# Data in this exercise
[Start of section]

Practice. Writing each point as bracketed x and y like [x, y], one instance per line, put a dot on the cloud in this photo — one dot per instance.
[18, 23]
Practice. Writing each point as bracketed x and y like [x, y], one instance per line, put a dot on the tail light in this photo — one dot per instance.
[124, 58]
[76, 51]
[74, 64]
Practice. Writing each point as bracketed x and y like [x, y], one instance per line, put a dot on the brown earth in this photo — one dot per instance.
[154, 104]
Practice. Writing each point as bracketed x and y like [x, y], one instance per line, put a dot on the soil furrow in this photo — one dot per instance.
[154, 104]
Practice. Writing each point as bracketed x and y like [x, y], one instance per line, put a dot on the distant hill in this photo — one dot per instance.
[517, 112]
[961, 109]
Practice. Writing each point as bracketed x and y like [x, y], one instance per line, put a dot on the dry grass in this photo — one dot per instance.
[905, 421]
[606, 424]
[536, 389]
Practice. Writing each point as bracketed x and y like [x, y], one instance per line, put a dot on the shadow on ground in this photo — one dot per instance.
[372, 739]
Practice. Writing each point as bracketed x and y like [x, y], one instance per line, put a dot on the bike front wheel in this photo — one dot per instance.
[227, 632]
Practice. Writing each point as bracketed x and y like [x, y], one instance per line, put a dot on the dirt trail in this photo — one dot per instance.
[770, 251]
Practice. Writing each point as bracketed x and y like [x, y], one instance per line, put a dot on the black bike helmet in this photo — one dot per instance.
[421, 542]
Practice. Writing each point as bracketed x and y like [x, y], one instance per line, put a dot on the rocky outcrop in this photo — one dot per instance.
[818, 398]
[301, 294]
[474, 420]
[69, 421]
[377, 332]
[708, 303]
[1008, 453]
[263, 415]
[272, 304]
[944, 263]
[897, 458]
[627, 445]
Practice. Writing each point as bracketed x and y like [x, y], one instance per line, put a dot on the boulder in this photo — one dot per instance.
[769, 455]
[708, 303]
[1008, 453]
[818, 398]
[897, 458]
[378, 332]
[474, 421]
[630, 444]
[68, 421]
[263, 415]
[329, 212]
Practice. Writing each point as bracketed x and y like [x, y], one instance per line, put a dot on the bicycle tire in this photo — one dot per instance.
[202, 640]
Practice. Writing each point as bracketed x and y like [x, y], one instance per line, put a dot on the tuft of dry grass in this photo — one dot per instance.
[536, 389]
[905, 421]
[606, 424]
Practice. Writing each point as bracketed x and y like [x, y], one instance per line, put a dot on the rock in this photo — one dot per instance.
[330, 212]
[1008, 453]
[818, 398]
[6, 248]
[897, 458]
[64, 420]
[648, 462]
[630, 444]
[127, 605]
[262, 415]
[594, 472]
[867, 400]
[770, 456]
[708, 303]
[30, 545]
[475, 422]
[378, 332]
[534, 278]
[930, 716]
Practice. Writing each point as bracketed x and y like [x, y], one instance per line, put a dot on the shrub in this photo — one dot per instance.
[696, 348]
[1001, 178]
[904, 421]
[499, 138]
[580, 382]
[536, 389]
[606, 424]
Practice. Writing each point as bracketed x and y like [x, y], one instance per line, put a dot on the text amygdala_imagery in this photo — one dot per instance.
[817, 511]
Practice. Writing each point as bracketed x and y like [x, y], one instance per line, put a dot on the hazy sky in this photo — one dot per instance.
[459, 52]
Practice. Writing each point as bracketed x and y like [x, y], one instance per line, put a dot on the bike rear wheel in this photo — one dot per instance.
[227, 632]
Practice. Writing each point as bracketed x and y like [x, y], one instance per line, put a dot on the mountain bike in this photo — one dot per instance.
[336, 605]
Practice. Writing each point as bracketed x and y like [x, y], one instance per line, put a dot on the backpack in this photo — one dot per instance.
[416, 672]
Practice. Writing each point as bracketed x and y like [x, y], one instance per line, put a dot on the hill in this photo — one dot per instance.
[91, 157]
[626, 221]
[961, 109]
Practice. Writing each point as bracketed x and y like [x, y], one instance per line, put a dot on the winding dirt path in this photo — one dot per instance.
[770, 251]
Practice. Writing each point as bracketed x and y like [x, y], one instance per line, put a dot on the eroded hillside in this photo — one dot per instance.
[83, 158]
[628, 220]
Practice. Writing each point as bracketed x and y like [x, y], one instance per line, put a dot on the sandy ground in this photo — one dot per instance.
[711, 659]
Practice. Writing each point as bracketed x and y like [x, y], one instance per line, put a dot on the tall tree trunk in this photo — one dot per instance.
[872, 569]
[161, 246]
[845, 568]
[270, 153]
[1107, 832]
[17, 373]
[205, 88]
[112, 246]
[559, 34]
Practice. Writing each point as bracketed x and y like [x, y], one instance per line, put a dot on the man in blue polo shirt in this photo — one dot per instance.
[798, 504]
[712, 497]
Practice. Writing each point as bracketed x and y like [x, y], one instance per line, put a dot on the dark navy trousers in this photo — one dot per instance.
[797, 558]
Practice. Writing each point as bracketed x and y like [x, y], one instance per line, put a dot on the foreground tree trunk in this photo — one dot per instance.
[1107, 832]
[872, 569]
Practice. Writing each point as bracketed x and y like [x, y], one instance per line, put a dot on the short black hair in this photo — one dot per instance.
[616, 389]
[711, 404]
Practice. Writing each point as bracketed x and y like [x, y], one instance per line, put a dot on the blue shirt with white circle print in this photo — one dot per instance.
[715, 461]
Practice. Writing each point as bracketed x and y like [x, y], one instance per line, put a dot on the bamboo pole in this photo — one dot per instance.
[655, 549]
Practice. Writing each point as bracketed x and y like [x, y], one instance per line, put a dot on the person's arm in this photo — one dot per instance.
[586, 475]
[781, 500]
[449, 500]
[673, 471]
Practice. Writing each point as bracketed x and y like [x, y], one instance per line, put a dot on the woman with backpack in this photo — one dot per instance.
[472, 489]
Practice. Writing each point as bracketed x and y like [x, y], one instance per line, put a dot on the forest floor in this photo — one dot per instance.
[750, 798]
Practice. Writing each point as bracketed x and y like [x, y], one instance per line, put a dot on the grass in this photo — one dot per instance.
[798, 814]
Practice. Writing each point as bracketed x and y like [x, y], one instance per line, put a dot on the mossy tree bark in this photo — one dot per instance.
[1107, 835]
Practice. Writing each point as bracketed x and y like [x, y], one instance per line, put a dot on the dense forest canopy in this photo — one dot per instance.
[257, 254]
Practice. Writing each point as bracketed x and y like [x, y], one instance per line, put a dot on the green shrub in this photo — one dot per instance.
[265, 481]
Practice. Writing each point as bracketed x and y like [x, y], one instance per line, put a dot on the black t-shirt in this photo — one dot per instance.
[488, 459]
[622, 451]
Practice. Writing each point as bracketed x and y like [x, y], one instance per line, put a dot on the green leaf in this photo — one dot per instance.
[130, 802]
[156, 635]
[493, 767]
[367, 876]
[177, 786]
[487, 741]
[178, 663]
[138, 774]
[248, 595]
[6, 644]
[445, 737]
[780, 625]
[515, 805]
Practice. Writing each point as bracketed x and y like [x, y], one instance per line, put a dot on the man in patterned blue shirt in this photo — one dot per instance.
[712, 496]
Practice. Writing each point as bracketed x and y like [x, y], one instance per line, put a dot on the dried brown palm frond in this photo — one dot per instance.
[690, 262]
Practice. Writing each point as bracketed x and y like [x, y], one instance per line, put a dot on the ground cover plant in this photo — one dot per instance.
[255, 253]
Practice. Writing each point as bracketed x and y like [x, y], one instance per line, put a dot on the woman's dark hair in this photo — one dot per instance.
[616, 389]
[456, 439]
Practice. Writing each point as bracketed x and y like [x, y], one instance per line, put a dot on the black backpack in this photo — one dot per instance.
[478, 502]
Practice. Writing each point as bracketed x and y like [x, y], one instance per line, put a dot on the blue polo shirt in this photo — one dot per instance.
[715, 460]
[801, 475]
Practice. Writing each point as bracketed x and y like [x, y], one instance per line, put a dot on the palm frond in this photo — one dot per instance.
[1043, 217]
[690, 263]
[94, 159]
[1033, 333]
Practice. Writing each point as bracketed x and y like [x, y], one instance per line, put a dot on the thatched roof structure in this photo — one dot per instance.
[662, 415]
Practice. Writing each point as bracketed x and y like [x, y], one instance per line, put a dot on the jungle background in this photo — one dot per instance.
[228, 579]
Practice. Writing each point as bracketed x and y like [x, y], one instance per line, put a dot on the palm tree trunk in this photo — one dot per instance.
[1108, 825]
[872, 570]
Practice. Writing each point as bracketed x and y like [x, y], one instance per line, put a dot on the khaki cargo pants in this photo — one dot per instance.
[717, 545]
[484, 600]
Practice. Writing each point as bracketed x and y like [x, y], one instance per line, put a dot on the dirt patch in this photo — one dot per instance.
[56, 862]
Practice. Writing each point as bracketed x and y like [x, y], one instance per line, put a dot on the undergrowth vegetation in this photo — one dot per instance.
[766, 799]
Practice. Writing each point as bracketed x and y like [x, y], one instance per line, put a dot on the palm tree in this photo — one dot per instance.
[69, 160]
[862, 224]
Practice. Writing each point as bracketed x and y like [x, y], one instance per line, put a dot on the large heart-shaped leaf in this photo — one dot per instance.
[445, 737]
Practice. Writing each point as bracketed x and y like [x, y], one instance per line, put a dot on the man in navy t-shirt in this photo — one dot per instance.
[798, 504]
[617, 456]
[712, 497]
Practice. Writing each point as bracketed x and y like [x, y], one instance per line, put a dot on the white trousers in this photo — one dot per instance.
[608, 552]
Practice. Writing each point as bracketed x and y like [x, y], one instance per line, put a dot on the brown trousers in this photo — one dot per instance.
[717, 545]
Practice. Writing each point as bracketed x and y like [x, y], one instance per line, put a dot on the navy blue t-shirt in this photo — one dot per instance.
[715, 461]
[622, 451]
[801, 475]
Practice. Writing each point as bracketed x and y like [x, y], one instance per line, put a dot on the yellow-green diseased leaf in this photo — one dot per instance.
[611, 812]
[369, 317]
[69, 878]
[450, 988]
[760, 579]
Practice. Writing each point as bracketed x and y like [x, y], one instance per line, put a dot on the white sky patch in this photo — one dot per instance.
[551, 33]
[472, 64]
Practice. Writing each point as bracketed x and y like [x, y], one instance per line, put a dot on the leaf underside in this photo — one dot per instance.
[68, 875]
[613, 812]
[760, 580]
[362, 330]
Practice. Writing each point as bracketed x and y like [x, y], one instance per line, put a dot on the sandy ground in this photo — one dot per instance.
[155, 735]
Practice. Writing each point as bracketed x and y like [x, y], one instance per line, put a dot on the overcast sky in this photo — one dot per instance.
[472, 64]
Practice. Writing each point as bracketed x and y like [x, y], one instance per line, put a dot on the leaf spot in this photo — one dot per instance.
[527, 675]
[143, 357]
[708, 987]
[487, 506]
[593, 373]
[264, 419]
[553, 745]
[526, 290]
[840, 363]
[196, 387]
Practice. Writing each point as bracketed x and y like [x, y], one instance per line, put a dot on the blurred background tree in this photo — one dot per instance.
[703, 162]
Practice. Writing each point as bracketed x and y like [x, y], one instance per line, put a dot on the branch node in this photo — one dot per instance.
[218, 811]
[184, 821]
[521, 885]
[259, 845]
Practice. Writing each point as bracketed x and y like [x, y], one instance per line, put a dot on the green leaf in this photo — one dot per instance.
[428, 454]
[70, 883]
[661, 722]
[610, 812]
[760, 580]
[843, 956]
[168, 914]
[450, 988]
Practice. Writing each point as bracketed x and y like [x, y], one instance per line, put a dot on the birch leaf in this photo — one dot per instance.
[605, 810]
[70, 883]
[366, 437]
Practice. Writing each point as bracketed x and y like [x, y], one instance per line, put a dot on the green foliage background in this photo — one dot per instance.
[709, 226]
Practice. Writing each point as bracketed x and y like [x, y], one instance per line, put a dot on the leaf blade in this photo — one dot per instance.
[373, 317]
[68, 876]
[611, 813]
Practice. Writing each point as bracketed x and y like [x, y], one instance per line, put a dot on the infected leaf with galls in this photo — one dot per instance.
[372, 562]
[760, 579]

[End of section]

# Instructions for the task
Give back exactly the lines from the line containing "on the branch" to the end of the entries, and no other lines.

# Expected answer
Practice. Writing each point as bracketed x and y like [x, y], one instance per line, put a dot on the branch node in this photo — one dot per instance.
[218, 811]
[184, 821]
[521, 885]
[259, 845]
Practice. Writing each point as bracketed x and y like [x, y], one instance per line, put a dot on the green leaf in this photo — one dot per instance.
[428, 454]
[70, 883]
[661, 722]
[610, 812]
[760, 580]
[843, 956]
[168, 914]
[450, 988]
Practice. Writing each point as bracketed x and y like [x, y], one instance per line, put a dot on the birch leaf in this photo — one dot per instance.
[605, 810]
[70, 883]
[366, 437]
Practice. Writing each point as bracketed x and y like [x, y], one instance per line, put a dot on the green foliage background in this photo — one dot per instance.
[709, 226]
Practice. Writing each point as bracketed x and y like [x, y], one instance per line, put a dot on the leaf blade in this photo — one dot per instance.
[373, 317]
[68, 876]
[611, 813]
Practice. Writing each point as bracketed x and y like [x, y], one instance per line, put a dot on the infected leaf with galls in this photo — one dot per instance.
[372, 562]
[760, 579]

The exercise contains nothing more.